* TASK OBJECTIVE: Pick out every line in the items below that contains the word "instance", and copy each of those lines in full.

Labeled-object pointing entries:
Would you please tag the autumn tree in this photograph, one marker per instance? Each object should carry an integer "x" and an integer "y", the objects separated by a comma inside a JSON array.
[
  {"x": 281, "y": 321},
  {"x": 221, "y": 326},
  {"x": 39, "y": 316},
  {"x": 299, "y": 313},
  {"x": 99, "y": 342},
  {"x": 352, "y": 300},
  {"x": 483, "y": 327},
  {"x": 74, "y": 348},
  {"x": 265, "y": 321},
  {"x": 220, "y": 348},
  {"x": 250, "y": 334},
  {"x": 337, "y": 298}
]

* THE RESPONSE:
Would you please tag the autumn tree in this photograph, one marker per instance? Each object should carry an integer "x" and an integer "y", the objects separated by a comma inside a JSON array.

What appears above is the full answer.